Problem to solve = Below is a set of records; reproduce them exactly without their pictures.

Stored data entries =
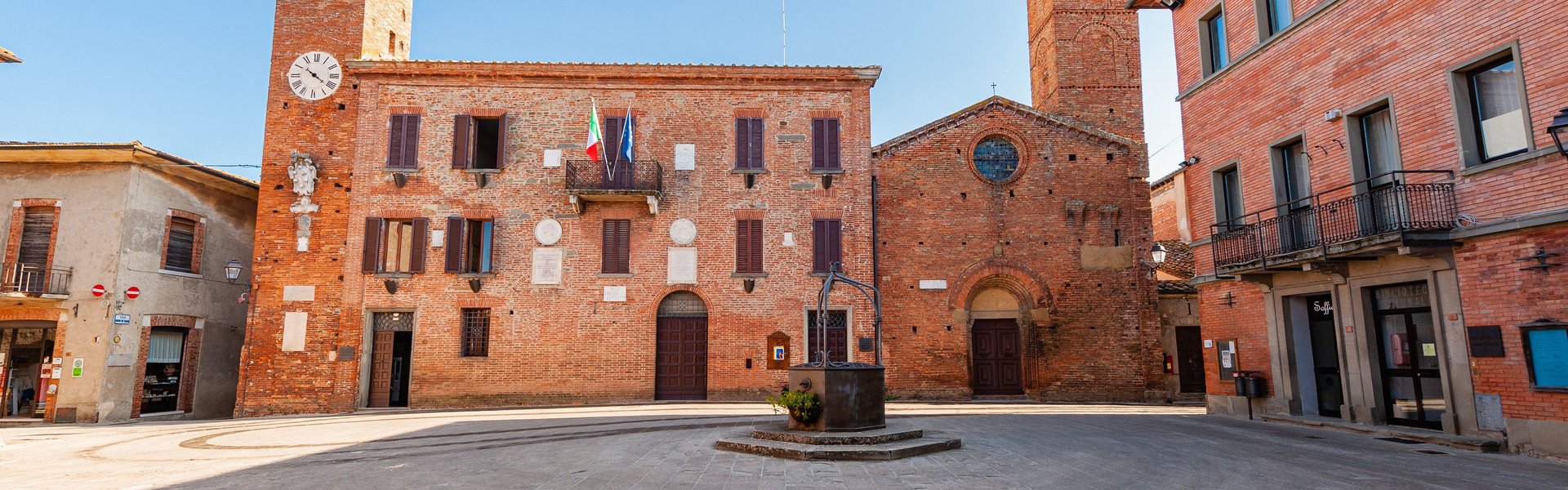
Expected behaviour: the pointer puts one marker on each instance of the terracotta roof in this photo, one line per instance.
(998, 102)
(134, 146)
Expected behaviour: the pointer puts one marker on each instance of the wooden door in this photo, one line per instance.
(1189, 360)
(998, 359)
(381, 369)
(681, 360)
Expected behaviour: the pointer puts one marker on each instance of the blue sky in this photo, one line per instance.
(190, 76)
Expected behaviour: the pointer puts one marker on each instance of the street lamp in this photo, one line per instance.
(1559, 131)
(233, 270)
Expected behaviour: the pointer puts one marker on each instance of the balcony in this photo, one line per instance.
(1358, 220)
(25, 280)
(642, 181)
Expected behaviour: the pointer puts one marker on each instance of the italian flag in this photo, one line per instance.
(595, 134)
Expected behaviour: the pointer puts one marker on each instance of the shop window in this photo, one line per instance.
(475, 332)
(1547, 354)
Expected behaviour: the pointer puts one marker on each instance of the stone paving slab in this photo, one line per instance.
(671, 447)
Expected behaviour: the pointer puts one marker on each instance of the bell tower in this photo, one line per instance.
(1084, 63)
(295, 354)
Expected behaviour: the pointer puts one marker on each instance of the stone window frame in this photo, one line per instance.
(1206, 49)
(1012, 137)
(1465, 124)
(196, 241)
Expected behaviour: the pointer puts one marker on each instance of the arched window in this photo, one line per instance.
(996, 159)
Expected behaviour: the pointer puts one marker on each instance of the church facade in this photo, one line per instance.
(446, 234)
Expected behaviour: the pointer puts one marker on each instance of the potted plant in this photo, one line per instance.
(804, 408)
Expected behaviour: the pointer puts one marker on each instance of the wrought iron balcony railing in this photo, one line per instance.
(33, 280)
(1314, 225)
(642, 176)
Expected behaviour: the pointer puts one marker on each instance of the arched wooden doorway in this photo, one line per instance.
(996, 346)
(681, 360)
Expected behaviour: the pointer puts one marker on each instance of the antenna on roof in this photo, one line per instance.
(784, 30)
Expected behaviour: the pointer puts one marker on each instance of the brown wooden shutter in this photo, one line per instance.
(373, 236)
(831, 146)
(395, 142)
(742, 143)
(416, 256)
(457, 236)
(461, 142)
(501, 142)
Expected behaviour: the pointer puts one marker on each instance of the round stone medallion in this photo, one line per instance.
(683, 231)
(548, 231)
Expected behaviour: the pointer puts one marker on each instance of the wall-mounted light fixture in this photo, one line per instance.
(1559, 131)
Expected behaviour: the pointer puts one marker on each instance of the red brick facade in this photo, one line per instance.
(1313, 81)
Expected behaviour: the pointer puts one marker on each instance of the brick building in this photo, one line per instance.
(434, 234)
(1379, 211)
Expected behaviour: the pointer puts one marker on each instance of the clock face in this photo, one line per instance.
(314, 76)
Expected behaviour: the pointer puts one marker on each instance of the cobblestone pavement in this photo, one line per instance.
(671, 447)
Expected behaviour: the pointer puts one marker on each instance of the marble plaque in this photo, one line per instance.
(548, 231)
(683, 231)
(546, 265)
(683, 265)
(686, 156)
(294, 330)
(615, 294)
(298, 292)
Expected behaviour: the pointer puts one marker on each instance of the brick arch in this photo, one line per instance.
(1021, 282)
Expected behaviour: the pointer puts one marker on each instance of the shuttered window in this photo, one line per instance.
(403, 142)
(165, 347)
(617, 247)
(825, 244)
(825, 143)
(475, 332)
(180, 250)
(748, 143)
(748, 245)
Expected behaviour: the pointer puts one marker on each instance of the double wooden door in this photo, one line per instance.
(998, 357)
(681, 367)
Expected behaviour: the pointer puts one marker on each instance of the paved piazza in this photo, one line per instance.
(671, 447)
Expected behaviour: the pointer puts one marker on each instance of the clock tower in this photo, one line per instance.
(295, 354)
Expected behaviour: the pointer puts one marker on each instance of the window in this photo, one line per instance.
(470, 245)
(1274, 16)
(403, 142)
(748, 245)
(475, 332)
(1215, 56)
(479, 142)
(1228, 197)
(996, 159)
(1377, 153)
(1498, 124)
(179, 250)
(748, 143)
(826, 247)
(825, 143)
(395, 245)
(1547, 354)
(617, 253)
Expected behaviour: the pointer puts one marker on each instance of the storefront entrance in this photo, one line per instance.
(391, 354)
(1409, 349)
(25, 368)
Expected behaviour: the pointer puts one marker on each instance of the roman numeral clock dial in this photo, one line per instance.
(314, 76)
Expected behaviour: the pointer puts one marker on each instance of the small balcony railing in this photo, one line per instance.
(33, 280)
(1314, 225)
(593, 176)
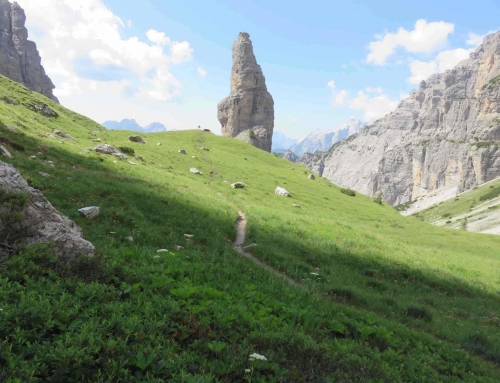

Solution to the exercise =
Expected behaviour: the pointer puts one marker on each instance of the terracotta roof in this photo, one line per instance.
(998, 102)
(134, 146)
Expected behaviour: the pointer puts one marker on each instance of the wooden door in this photo, one line per instance.
(1189, 360)
(998, 359)
(381, 369)
(681, 360)
Expected behaviour: the pointer puts one marker on each instance of the blue sky in this photo, one line per instance.
(190, 76)
Expected behaviour: the pointer puts one marker on each instance of the street lamp in this photo, one line per instance.
(1559, 131)
(233, 270)
Expected behaviour: the pointer puts one marker on each instance of the balcony in this photo, one line per instance.
(1358, 220)
(25, 280)
(642, 181)
Expected behaviour: the pointer puts one marker on each instance of the italian flag in this photo, one line per instance.
(595, 134)
Expected behaviour: the pointer puts one marker on each instance of the shop window in this photo, one line per instance.
(475, 332)
(1547, 354)
Expected behaviour: the pointer puts one marker on each instance of the stone paving slab in this photo, one line per instance.
(671, 447)
Expected behaviour: the pointer puts one marker on each instance of the bell tower in this photo, one line per instance.
(1084, 63)
(295, 354)
Expected behaviour: the pointer puts one marker on each instance of the stone window frame in this photo, one line per instance.
(1206, 49)
(1012, 137)
(1465, 124)
(196, 241)
Expected behaviour: the pointer puts one marker on each instance of the arched window in this photo, one line per instance.
(996, 159)
Expected behaviour: the pointer puts one marker on each instance of the church facade in this photo, one line per instance.
(446, 234)
Expected behaviour: the pointer puts one marker on each instance of the potted plant in this photo, one line per instance.
(804, 408)
Expected behaviour: the pointer puts one marker on each instance of the wrought iron balcony railing in this photo, one line per instance.
(33, 280)
(1314, 225)
(642, 176)
Expected behaviour: the pointer puts one marker on each instance of the arched wooden doorway in this photo, one line per instance.
(996, 346)
(681, 360)
Expected behaviour: the pointer puts one marker on each instance of the antenna on roof in this photo, one line per instance.
(784, 30)
Expected behaviour: the pointer puts one marker on each instance of the brown wooden shutter in this photo, one line per instance.
(373, 236)
(831, 146)
(395, 142)
(742, 143)
(416, 256)
(457, 236)
(461, 142)
(501, 142)
Expected behaviour: the pointer puts one marker on each instance of the round stone medallion in this photo, one line per instance.
(683, 231)
(548, 231)
Expected behaviour: the pointer puts one marker on each instance of the wall-mounted light fixture in this photo, one line per instance.
(1559, 131)
Expected behaviour: the pointer puts one marker on each instance of the red brick facade in this photo, one line per instance.
(1313, 81)
Expected behaviour: the pointer puts one marker on each instance of the brick building in this photo, one line per instance.
(434, 234)
(1379, 211)
Expected behaviour: the pointer puts one marker on each instance of the clock face in this photo, one line per instance.
(314, 76)
Expected behaviour: the pointer puts one marker on each instance of the cobblestone pavement in this photo, one line per instance.
(671, 447)
Expected behaviour: the pointer puts one marker on each instance of the marble plaque in this photo, one line per instance.
(548, 231)
(683, 231)
(546, 265)
(683, 265)
(686, 156)
(294, 330)
(615, 294)
(298, 292)
Expected behaviour: the pointer puts one marker on each instance of the brick arch in this photo, one line per instance.
(1021, 282)
Expected behaviour: the pointer puts one marker on each instance of the shuttered window in this photo, one line per instance.
(403, 142)
(165, 347)
(617, 247)
(825, 244)
(825, 143)
(475, 332)
(180, 250)
(748, 143)
(748, 245)
Expected behaviour: the pointer puts one marker on each instance of the double wooden door in this photo, one line per instance.
(998, 357)
(681, 367)
Expected behaviour: the pointer puts one marker on each instance of the paved piazza in this photo, one line per instance.
(671, 447)
Expected behaviour: the pointer puts one marker on each instance of the clock tower in this photo, one line per instance.
(295, 354)
Expected behaviour: the pointer puts one marker on each instance of the window in this photo, one line per instance.
(470, 245)
(1274, 16)
(403, 142)
(748, 245)
(475, 332)
(1215, 56)
(479, 142)
(1228, 197)
(996, 159)
(1377, 153)
(1498, 124)
(179, 250)
(748, 143)
(826, 247)
(825, 143)
(395, 245)
(1547, 354)
(617, 253)
Expected behaviour: the pointer puts one marker on each instance of the storefront entrance in this photo, one line per instance.
(391, 354)
(1409, 349)
(25, 368)
Expected behaviour: the pointer puts one marker on each instance of the roman numeral clock dial in this photo, one line per instance.
(314, 76)
Expected behaviour: the pointer puts one marker on each instance of the small balcony railing in this photo, one line per instance.
(33, 280)
(1314, 225)
(593, 176)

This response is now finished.